Problema A: Resuma em duas frases o texto sobre a austeridade na Grécia.
Problema B: Nas linhas de dados, desde a linha com "Note to the class: point out every instance of the roof" até à última, inclusive, substitua "marker" por "dot". Apresente apenas essas linhas, com o resto inalterado.

Texto do documento:
★ ★ ★ ★ ★ ★ ★
As palavras de Yoki Vrychea, dona do bar Bartesera, reproduzidas na reportagem, ajudam a entender a proximidade: na Grécia, já "ninguém acredita que o dinheiro que entrega ao Estado será bem gerido". Isto é: as medidas de austeridade impostas ao povo têm uma primeira causa - o passado irresponsavelmente despesista do Estado - que retira moralidade aos sacrifícios exigidos. Lá como cá.
Este pode muito bem ser o rastilho de uma futura liquefacção dos estados tal como hoje os conhecemos. Quando o muro de Berlim caiu, assistimos a um fenómeno de "complexidade crescente", nas palavras do professor Adriano Moreira: à medida que muitos países se organizavam em blocos, políticos e/ou económicos, verificou-se uma explosão de novos estados. Este movimento de sinais contrários embrenhou-se agora na economia: o pedido de sacrifícios aos governados choca de frente, e cada vez com maior intensidade, com a confiança que estes depositam nos seus governantes. Justamente porque "ninguém acredita que o dinheiro que entrega ao Estado será bem gerido".
★ ★ ★ ★ ★ ★ ★
[Entradas de indicação de objetos nomeados]
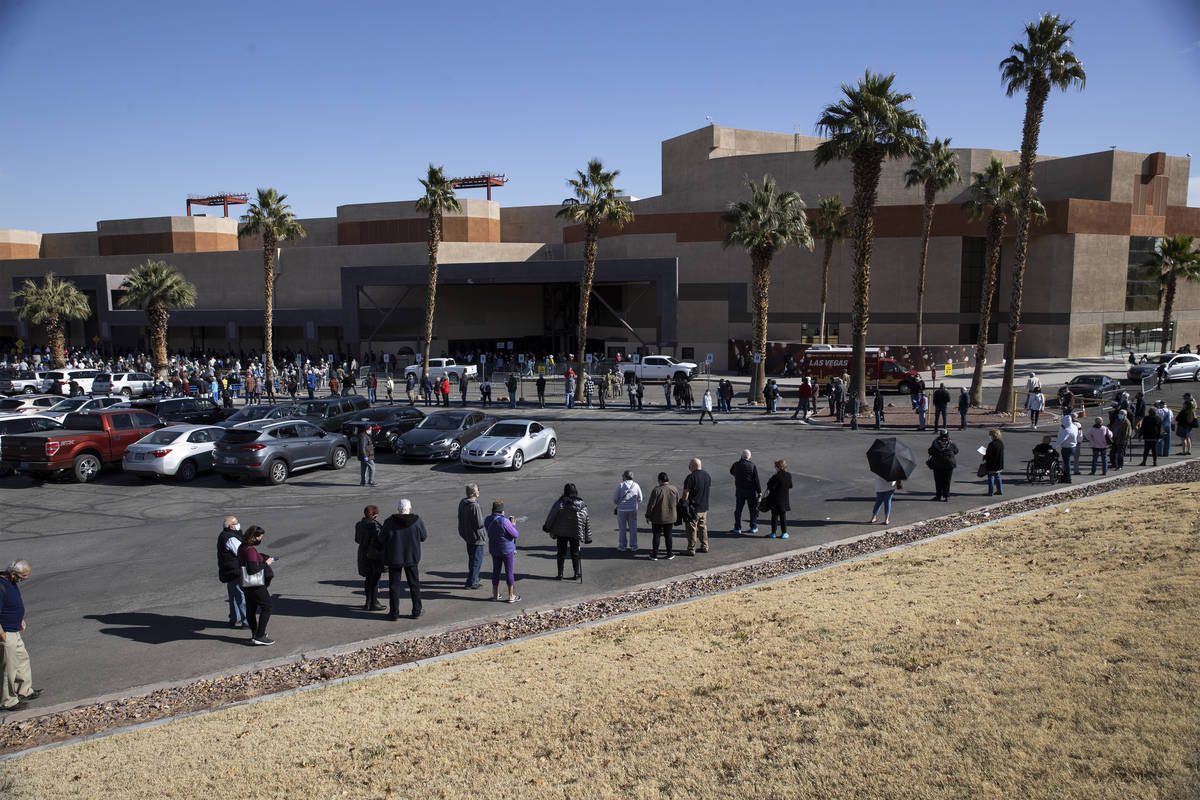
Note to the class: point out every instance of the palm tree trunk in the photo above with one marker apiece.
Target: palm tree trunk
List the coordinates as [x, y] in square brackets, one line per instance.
[1035, 106]
[825, 284]
[589, 271]
[1168, 307]
[761, 266]
[431, 292]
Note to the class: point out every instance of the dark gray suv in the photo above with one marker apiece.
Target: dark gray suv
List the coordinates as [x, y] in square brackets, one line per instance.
[273, 450]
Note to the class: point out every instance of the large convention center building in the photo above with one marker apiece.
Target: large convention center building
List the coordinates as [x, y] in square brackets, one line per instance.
[664, 282]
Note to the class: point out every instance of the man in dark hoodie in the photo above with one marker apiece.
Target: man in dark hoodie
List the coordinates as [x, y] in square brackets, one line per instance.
[402, 536]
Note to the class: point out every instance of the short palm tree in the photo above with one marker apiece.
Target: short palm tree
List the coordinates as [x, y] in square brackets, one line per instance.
[870, 124]
[833, 227]
[935, 169]
[157, 287]
[595, 202]
[1176, 258]
[765, 224]
[993, 196]
[1041, 64]
[52, 304]
[438, 199]
[273, 220]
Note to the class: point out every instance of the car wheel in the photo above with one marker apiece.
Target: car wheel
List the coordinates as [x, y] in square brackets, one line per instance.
[85, 468]
[276, 471]
[186, 470]
[339, 457]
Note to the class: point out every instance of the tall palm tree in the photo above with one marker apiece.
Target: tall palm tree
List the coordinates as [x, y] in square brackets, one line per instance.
[52, 304]
[595, 202]
[273, 220]
[870, 124]
[832, 226]
[1175, 258]
[438, 199]
[765, 224]
[1041, 64]
[993, 196]
[157, 287]
[935, 169]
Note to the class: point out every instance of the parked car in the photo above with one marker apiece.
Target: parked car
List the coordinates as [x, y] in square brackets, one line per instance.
[329, 413]
[191, 410]
[385, 423]
[442, 434]
[509, 444]
[72, 404]
[126, 384]
[83, 445]
[1093, 385]
[1180, 366]
[258, 411]
[277, 449]
[179, 450]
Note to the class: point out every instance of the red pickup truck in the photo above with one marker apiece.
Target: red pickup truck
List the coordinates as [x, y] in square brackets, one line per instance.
[87, 441]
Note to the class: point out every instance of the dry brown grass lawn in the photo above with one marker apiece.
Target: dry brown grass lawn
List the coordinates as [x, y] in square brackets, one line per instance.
[1049, 656]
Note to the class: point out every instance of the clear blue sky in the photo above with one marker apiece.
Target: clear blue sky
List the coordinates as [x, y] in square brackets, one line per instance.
[121, 109]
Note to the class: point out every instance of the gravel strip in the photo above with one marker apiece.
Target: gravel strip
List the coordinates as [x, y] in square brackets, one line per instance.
[231, 689]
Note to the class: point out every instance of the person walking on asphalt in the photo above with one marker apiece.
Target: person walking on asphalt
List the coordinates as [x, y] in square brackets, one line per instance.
[228, 573]
[502, 543]
[942, 461]
[661, 510]
[570, 525]
[471, 529]
[749, 491]
[18, 677]
[366, 536]
[402, 536]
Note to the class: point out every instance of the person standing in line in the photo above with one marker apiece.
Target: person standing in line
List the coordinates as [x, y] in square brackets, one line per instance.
[471, 529]
[625, 499]
[994, 462]
[695, 495]
[366, 458]
[258, 599]
[502, 543]
[942, 461]
[366, 536]
[228, 542]
[570, 525]
[401, 536]
[17, 690]
[749, 491]
[778, 499]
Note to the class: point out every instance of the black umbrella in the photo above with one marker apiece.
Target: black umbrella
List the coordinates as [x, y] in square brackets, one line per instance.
[891, 459]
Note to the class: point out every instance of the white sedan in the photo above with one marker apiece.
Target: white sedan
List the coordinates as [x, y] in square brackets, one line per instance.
[179, 450]
[509, 444]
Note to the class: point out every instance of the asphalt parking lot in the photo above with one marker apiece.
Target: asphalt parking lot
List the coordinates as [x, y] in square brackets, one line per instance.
[124, 590]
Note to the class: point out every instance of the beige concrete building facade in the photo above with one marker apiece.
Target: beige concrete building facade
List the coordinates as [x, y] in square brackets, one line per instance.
[664, 282]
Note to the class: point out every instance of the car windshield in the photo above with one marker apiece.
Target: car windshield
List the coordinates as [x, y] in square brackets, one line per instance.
[507, 429]
[441, 422]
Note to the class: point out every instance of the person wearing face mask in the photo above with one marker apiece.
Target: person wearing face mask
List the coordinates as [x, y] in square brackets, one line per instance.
[228, 571]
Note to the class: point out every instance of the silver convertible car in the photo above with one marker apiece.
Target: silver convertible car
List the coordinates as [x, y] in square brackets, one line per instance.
[509, 444]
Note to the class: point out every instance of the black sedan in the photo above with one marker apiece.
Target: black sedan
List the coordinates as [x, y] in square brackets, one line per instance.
[385, 423]
[442, 434]
[1093, 385]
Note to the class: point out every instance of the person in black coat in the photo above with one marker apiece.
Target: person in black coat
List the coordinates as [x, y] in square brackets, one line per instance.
[942, 461]
[366, 536]
[401, 540]
[777, 499]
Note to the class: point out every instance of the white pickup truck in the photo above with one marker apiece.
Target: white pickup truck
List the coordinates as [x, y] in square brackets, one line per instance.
[660, 367]
[448, 367]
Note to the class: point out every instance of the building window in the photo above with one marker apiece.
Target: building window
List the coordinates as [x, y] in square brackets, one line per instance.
[1141, 281]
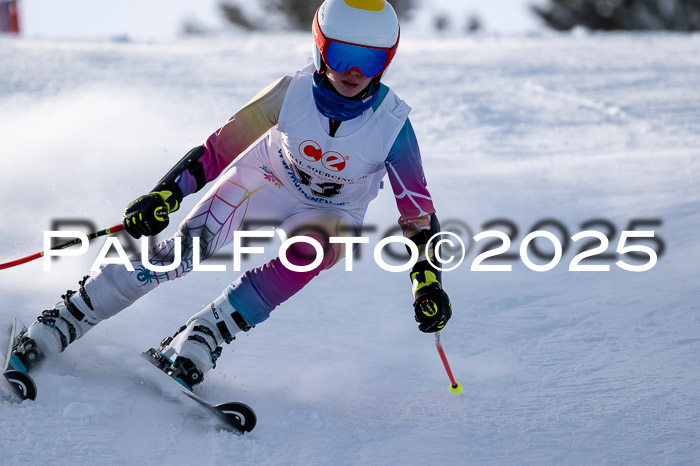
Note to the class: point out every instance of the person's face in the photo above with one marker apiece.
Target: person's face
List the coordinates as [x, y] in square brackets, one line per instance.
[348, 84]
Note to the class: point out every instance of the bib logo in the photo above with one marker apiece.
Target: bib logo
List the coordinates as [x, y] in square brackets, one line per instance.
[332, 161]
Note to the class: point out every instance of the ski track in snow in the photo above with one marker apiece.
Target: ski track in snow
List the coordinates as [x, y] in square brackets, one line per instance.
[557, 367]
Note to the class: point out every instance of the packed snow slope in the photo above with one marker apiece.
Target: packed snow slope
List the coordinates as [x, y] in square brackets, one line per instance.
[589, 132]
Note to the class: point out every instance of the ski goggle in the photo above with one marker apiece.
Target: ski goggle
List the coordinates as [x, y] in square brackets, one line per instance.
[342, 56]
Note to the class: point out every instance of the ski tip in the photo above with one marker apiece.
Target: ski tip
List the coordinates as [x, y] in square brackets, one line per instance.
[238, 415]
[22, 384]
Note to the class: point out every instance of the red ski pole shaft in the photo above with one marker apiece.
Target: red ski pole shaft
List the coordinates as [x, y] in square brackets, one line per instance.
[455, 387]
[67, 244]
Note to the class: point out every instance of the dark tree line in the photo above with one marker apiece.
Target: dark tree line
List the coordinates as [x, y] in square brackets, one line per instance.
[630, 15]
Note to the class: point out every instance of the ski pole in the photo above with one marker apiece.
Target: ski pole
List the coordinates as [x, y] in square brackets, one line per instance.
[67, 244]
[455, 387]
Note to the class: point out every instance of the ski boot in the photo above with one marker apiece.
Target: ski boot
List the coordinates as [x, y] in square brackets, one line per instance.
[54, 330]
[194, 349]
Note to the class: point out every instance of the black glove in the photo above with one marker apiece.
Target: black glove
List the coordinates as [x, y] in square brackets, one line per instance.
[432, 305]
[148, 215]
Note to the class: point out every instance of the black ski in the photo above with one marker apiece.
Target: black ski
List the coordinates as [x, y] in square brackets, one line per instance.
[236, 416]
[21, 384]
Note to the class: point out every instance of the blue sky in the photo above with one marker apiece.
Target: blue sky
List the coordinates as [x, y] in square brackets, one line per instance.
[162, 19]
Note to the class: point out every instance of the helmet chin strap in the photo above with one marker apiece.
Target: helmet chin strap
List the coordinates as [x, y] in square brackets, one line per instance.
[333, 105]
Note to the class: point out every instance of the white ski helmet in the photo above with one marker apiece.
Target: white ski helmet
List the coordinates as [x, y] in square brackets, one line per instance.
[355, 34]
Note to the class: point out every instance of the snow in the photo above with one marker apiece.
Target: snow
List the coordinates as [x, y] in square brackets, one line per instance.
[558, 367]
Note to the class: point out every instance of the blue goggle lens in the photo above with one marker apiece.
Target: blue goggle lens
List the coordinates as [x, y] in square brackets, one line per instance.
[342, 57]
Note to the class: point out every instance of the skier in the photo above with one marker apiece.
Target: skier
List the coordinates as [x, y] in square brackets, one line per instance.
[331, 133]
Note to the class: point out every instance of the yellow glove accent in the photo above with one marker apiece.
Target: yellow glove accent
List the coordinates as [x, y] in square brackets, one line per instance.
[430, 278]
[165, 195]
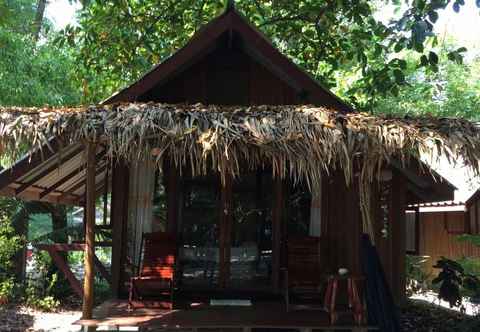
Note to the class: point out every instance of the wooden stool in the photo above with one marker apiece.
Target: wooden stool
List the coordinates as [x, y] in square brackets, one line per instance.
[355, 305]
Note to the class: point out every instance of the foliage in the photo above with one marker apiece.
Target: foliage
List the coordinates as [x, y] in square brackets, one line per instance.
[452, 279]
[417, 280]
[472, 238]
[32, 73]
[6, 290]
[453, 90]
[422, 316]
[326, 38]
[39, 299]
[9, 245]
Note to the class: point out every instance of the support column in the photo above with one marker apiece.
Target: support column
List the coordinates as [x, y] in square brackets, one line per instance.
[89, 212]
[118, 220]
[278, 207]
[173, 182]
[225, 228]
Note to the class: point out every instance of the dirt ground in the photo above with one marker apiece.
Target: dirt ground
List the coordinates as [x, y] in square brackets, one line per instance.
[20, 319]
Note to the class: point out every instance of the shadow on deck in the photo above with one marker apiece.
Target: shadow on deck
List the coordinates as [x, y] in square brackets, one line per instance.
[262, 316]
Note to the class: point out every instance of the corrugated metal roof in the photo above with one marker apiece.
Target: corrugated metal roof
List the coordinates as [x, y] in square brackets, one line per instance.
[57, 179]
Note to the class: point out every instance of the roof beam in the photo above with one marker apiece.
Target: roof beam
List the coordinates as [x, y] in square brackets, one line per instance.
[81, 183]
[68, 177]
[29, 162]
[44, 173]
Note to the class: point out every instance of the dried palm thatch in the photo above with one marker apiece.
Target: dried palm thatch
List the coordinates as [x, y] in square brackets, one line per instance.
★ ★ ★ ★ ★ ★ ★
Resposta A: Segundo a dona de um bar citada numa reportagem, na Grécia já ninguém acredita que o dinheiro entregue ao Estado será bem gerido. O passado despesista do Estado retira moralidade aos sacrifícios exigidos, e o choque entre esses sacrifícios e a confiança nos governantes pode ser o rastilho de uma futura liquefação dos estados tal como hoje os conhecemos.

Resposta B:
Note to the class: point out every instance of the roof beam in the photo above with one dot apiece.
Target: roof beam
List the coordinates as [x, y] in square brackets, one line per instance.
[81, 183]
[68, 177]
[29, 162]
[44, 173]
Note to the class: point out every instance of the dried palm thatch in the photo above with one dot apiece.
Target: dried palm thatch
List the coordinates as [x, y] in square brackets, one line per instance.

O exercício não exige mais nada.